## [Directions]
Echo the entries verbatim from their first line through the line containing "276 179 L 276", both ends included. Omit the pictures.

## [Given records]
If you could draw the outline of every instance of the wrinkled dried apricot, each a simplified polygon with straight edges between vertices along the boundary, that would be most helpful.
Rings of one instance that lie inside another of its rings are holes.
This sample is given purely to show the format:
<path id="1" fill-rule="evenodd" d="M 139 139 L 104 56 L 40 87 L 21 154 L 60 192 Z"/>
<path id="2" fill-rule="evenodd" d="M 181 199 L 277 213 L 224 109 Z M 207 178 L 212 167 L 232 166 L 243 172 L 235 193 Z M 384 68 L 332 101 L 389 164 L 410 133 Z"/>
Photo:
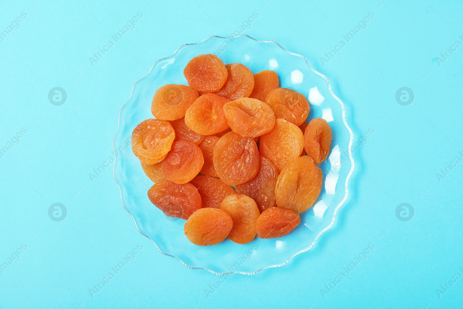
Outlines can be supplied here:
<path id="1" fill-rule="evenodd" d="M 321 170 L 308 156 L 286 164 L 276 179 L 276 205 L 300 214 L 317 200 L 322 184 Z"/>
<path id="2" fill-rule="evenodd" d="M 153 183 L 157 183 L 166 179 L 161 169 L 161 162 L 151 164 L 145 164 L 141 161 L 140 163 L 142 164 L 143 171 Z"/>
<path id="3" fill-rule="evenodd" d="M 300 126 L 298 126 L 297 127 L 300 129 L 300 131 L 302 131 L 302 133 L 304 133 L 304 132 L 306 132 L 306 128 L 307 127 L 307 126 L 308 125 L 308 124 L 309 124 L 306 122 L 306 121 L 304 120 L 304 122 L 302 123 L 302 124 L 301 124 Z"/>
<path id="4" fill-rule="evenodd" d="M 270 159 L 280 172 L 287 163 L 302 153 L 304 135 L 295 125 L 278 119 L 272 131 L 261 136 L 259 146 L 261 155 Z"/>
<path id="5" fill-rule="evenodd" d="M 331 128 L 325 119 L 310 120 L 304 133 L 304 148 L 307 155 L 319 164 L 326 158 L 331 149 Z"/>
<path id="6" fill-rule="evenodd" d="M 254 199 L 262 212 L 275 206 L 275 185 L 278 171 L 275 164 L 261 156 L 259 171 L 249 181 L 235 186 L 238 194 L 244 194 Z"/>
<path id="7" fill-rule="evenodd" d="M 198 176 L 190 182 L 198 188 L 203 208 L 219 208 L 225 197 L 235 194 L 235 190 L 218 178 Z"/>
<path id="8" fill-rule="evenodd" d="M 154 94 L 151 112 L 158 119 L 176 120 L 185 116 L 198 96 L 198 91 L 188 86 L 164 85 Z"/>
<path id="9" fill-rule="evenodd" d="M 196 99 L 185 114 L 185 123 L 195 132 L 212 135 L 230 126 L 224 114 L 224 105 L 230 100 L 212 93 Z"/>
<path id="10" fill-rule="evenodd" d="M 287 88 L 277 88 L 272 90 L 265 102 L 275 112 L 275 117 L 281 118 L 300 126 L 306 120 L 310 107 L 309 102 L 302 94 Z"/>
<path id="11" fill-rule="evenodd" d="M 194 186 L 178 184 L 168 179 L 155 183 L 148 190 L 148 197 L 166 216 L 181 219 L 188 219 L 202 205 Z"/>
<path id="12" fill-rule="evenodd" d="M 225 211 L 218 208 L 201 208 L 185 222 L 183 232 L 195 245 L 216 245 L 226 238 L 232 226 L 232 217 Z"/>
<path id="13" fill-rule="evenodd" d="M 175 139 L 174 140 L 189 140 L 197 145 L 204 139 L 204 135 L 196 133 L 188 127 L 185 123 L 185 118 L 169 121 L 175 131 Z"/>
<path id="14" fill-rule="evenodd" d="M 302 131 L 302 133 L 303 133 L 304 132 L 306 132 L 306 128 L 307 127 L 307 125 L 308 124 L 309 124 L 307 123 L 307 122 L 306 122 L 305 121 L 304 121 L 304 122 L 302 123 L 302 124 L 301 124 L 300 126 L 298 126 L 297 127 L 300 129 L 300 131 Z M 305 146 L 305 143 L 304 143 L 304 146 Z M 300 154 L 300 155 L 301 156 L 306 155 L 306 150 L 305 149 L 302 151 L 302 153 Z"/>
<path id="15" fill-rule="evenodd" d="M 220 138 L 214 148 L 214 168 L 220 179 L 233 186 L 248 181 L 259 170 L 259 149 L 252 139 L 234 132 Z"/>
<path id="16" fill-rule="evenodd" d="M 228 133 L 229 132 L 232 132 L 232 129 L 231 128 L 228 128 L 228 129 L 227 129 L 226 130 L 225 130 L 225 131 L 222 131 L 222 132 L 219 132 L 219 133 L 216 133 L 216 134 L 214 134 L 214 136 L 218 136 L 219 137 L 222 137 L 222 136 L 223 136 L 224 135 L 225 135 L 226 133 Z"/>
<path id="17" fill-rule="evenodd" d="M 254 78 L 252 72 L 241 63 L 229 63 L 225 65 L 228 77 L 220 90 L 214 93 L 230 100 L 249 96 L 254 88 Z"/>
<path id="18" fill-rule="evenodd" d="M 254 88 L 250 98 L 265 101 L 270 91 L 279 86 L 278 76 L 274 71 L 265 70 L 254 75 Z"/>
<path id="19" fill-rule="evenodd" d="M 219 137 L 207 135 L 198 146 L 201 149 L 204 158 L 204 164 L 200 172 L 211 177 L 219 177 L 214 168 L 214 147 L 219 141 Z"/>
<path id="20" fill-rule="evenodd" d="M 186 183 L 198 175 L 204 163 L 201 149 L 188 140 L 174 142 L 161 167 L 166 178 L 175 183 Z"/>
<path id="21" fill-rule="evenodd" d="M 245 137 L 255 138 L 269 132 L 275 125 L 273 111 L 257 99 L 241 98 L 224 106 L 230 128 Z"/>
<path id="22" fill-rule="evenodd" d="M 132 132 L 132 151 L 145 164 L 160 162 L 170 150 L 175 132 L 169 121 L 147 119 Z"/>
<path id="23" fill-rule="evenodd" d="M 256 231 L 261 238 L 283 236 L 300 223 L 300 217 L 292 210 L 280 207 L 270 207 L 257 218 Z"/>
<path id="24" fill-rule="evenodd" d="M 260 214 L 257 205 L 249 196 L 233 194 L 220 204 L 232 217 L 233 227 L 227 238 L 237 244 L 247 244 L 256 237 L 256 221 Z"/>
<path id="25" fill-rule="evenodd" d="M 193 58 L 183 69 L 188 84 L 197 91 L 213 92 L 223 86 L 228 73 L 220 59 L 212 54 Z"/>

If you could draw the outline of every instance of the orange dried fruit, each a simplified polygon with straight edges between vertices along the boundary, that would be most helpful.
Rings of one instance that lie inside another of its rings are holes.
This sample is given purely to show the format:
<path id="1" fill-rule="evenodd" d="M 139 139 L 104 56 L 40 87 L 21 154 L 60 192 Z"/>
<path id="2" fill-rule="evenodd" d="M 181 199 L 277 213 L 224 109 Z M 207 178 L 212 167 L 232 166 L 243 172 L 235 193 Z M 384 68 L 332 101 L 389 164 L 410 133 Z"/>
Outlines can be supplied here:
<path id="1" fill-rule="evenodd" d="M 163 160 L 175 139 L 175 132 L 169 121 L 147 119 L 132 132 L 132 151 L 140 160 L 147 164 Z"/>
<path id="2" fill-rule="evenodd" d="M 303 133 L 304 132 L 306 132 L 306 128 L 307 127 L 307 125 L 308 124 L 309 124 L 304 121 L 304 122 L 302 123 L 302 124 L 301 124 L 300 126 L 298 126 L 297 127 L 300 129 L 300 131 L 302 131 L 302 133 Z M 305 147 L 305 139 L 304 139 L 304 147 Z M 302 151 L 302 153 L 300 154 L 300 155 L 301 156 L 306 155 L 305 150 Z"/>
<path id="3" fill-rule="evenodd" d="M 273 111 L 257 99 L 241 98 L 224 106 L 230 128 L 242 136 L 255 138 L 269 132 L 275 125 Z"/>
<path id="4" fill-rule="evenodd" d="M 281 118 L 300 126 L 306 120 L 310 107 L 306 97 L 288 88 L 272 90 L 265 102 L 275 112 L 275 117 Z"/>
<path id="5" fill-rule="evenodd" d="M 140 163 L 142 164 L 143 171 L 153 183 L 158 183 L 166 179 L 161 169 L 161 162 L 151 164 L 145 164 L 142 161 L 140 161 Z"/>
<path id="6" fill-rule="evenodd" d="M 256 231 L 261 238 L 275 238 L 288 234 L 300 223 L 300 217 L 292 210 L 270 207 L 257 218 Z"/>
<path id="7" fill-rule="evenodd" d="M 226 82 L 220 90 L 214 93 L 229 100 L 236 100 L 249 96 L 254 88 L 252 72 L 241 63 L 225 65 L 228 73 Z"/>
<path id="8" fill-rule="evenodd" d="M 226 130 L 225 130 L 225 131 L 222 131 L 221 132 L 219 132 L 219 133 L 216 133 L 215 134 L 213 134 L 213 135 L 214 135 L 214 136 L 218 136 L 219 137 L 222 137 L 222 136 L 223 136 L 224 135 L 225 135 L 226 133 L 228 133 L 229 132 L 232 132 L 232 129 L 231 128 L 228 128 L 228 129 L 227 129 Z"/>
<path id="9" fill-rule="evenodd" d="M 204 163 L 201 149 L 188 140 L 174 142 L 161 167 L 166 178 L 175 183 L 186 183 L 198 175 Z"/>
<path id="10" fill-rule="evenodd" d="M 214 135 L 207 135 L 198 146 L 201 149 L 204 158 L 204 164 L 200 171 L 203 175 L 211 177 L 219 177 L 214 168 L 214 147 L 219 141 L 219 137 Z"/>
<path id="11" fill-rule="evenodd" d="M 231 186 L 250 180 L 259 170 L 259 150 L 252 139 L 234 132 L 220 138 L 214 148 L 214 168 Z"/>
<path id="12" fill-rule="evenodd" d="M 233 227 L 227 238 L 237 244 L 247 244 L 256 237 L 256 222 L 260 214 L 257 205 L 249 196 L 233 194 L 225 197 L 220 209 L 232 217 Z"/>
<path id="13" fill-rule="evenodd" d="M 213 92 L 220 90 L 227 80 L 226 68 L 217 56 L 212 54 L 194 57 L 183 69 L 188 84 L 197 91 Z"/>
<path id="14" fill-rule="evenodd" d="M 164 85 L 154 94 L 151 112 L 158 119 L 176 120 L 185 116 L 198 96 L 198 91 L 188 86 Z"/>
<path id="15" fill-rule="evenodd" d="M 278 171 L 275 164 L 269 159 L 261 156 L 259 171 L 256 177 L 249 181 L 235 186 L 238 194 L 244 194 L 256 201 L 259 210 L 262 212 L 275 206 L 275 185 Z"/>
<path id="16" fill-rule="evenodd" d="M 319 164 L 326 158 L 331 149 L 331 128 L 325 119 L 310 120 L 304 133 L 304 148 L 307 155 Z"/>
<path id="17" fill-rule="evenodd" d="M 224 105 L 230 100 L 217 95 L 206 94 L 196 99 L 185 114 L 185 123 L 195 132 L 212 135 L 230 127 L 224 114 Z"/>
<path id="18" fill-rule="evenodd" d="M 321 190 L 321 170 L 308 156 L 286 164 L 276 179 L 277 206 L 300 214 L 310 208 Z"/>
<path id="19" fill-rule="evenodd" d="M 201 208 L 185 222 L 183 232 L 195 245 L 216 245 L 226 238 L 232 226 L 232 217 L 225 211 L 218 208 Z"/>
<path id="20" fill-rule="evenodd" d="M 278 76 L 274 71 L 265 70 L 254 75 L 254 88 L 250 98 L 265 101 L 270 91 L 279 86 Z"/>
<path id="21" fill-rule="evenodd" d="M 204 139 L 204 135 L 196 133 L 185 123 L 185 118 L 169 121 L 175 131 L 174 140 L 189 140 L 198 145 Z"/>
<path id="22" fill-rule="evenodd" d="M 261 155 L 270 159 L 280 172 L 287 163 L 302 153 L 304 135 L 295 125 L 277 119 L 272 131 L 260 137 L 259 146 Z"/>
<path id="23" fill-rule="evenodd" d="M 232 188 L 218 178 L 198 176 L 192 179 L 190 183 L 198 188 L 203 208 L 219 208 L 225 197 L 235 194 Z"/>
<path id="24" fill-rule="evenodd" d="M 148 190 L 148 197 L 166 216 L 180 219 L 188 219 L 202 205 L 194 186 L 178 184 L 168 179 L 155 183 Z"/>

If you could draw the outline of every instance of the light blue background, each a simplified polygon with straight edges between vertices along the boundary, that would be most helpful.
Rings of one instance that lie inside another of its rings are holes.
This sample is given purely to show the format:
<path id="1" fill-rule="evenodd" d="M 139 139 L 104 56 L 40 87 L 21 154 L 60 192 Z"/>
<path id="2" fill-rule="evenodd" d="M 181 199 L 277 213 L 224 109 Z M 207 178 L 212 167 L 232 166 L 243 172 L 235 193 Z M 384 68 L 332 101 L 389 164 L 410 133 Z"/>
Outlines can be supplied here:
<path id="1" fill-rule="evenodd" d="M 0 147 L 27 130 L 0 158 L 0 262 L 27 246 L 0 274 L 0 308 L 461 306 L 463 278 L 440 297 L 436 290 L 463 276 L 463 164 L 440 182 L 436 173 L 463 158 L 463 47 L 440 65 L 436 58 L 463 43 L 463 4 L 35 0 L 0 4 L 0 31 L 27 14 L 0 42 Z M 312 250 L 282 268 L 232 276 L 208 297 L 219 277 L 162 255 L 137 232 L 112 166 L 93 182 L 88 174 L 112 156 L 119 111 L 153 63 L 182 44 L 228 36 L 255 12 L 244 33 L 305 56 L 345 103 L 354 140 L 375 132 L 354 154 L 349 202 Z M 92 66 L 89 57 L 137 12 L 135 29 Z M 369 12 L 367 28 L 324 66 L 320 57 Z M 395 101 L 403 86 L 415 94 L 408 106 Z M 55 87 L 67 93 L 62 106 L 48 101 Z M 404 202 L 415 211 L 408 222 L 395 216 Z M 63 221 L 48 216 L 55 202 L 67 208 Z M 92 297 L 89 290 L 138 244 L 136 259 Z M 366 260 L 324 297 L 370 244 Z"/>

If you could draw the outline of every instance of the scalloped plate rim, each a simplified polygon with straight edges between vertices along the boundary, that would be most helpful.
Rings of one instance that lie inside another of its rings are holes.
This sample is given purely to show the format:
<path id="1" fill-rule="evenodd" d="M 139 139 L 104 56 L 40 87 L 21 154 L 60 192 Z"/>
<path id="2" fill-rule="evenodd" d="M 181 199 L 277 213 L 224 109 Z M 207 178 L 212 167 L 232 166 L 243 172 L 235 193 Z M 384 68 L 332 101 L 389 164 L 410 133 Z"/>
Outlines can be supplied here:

## [Written response]
If you could draw the outline of every instance of the wrinkled dried apricot, each a simplified polygon with straight edges between vertices along the boundary, that would be most helpful.
Rings of one instance that lie inside another of its rings are holes.
This sample is given purely to show the format:
<path id="1" fill-rule="evenodd" d="M 139 139 L 104 56 L 40 87 L 21 154 L 60 192 Z"/>
<path id="2" fill-rule="evenodd" d="M 181 199 L 277 213 L 224 109 Z M 207 178 L 212 167 L 232 166 L 243 172 L 235 193 Z M 384 68 L 332 101 L 389 164 L 410 133 Z"/>
Photo:
Outlines can be supplied here:
<path id="1" fill-rule="evenodd" d="M 321 170 L 308 156 L 286 164 L 276 179 L 276 205 L 300 214 L 317 200 L 322 184 Z"/>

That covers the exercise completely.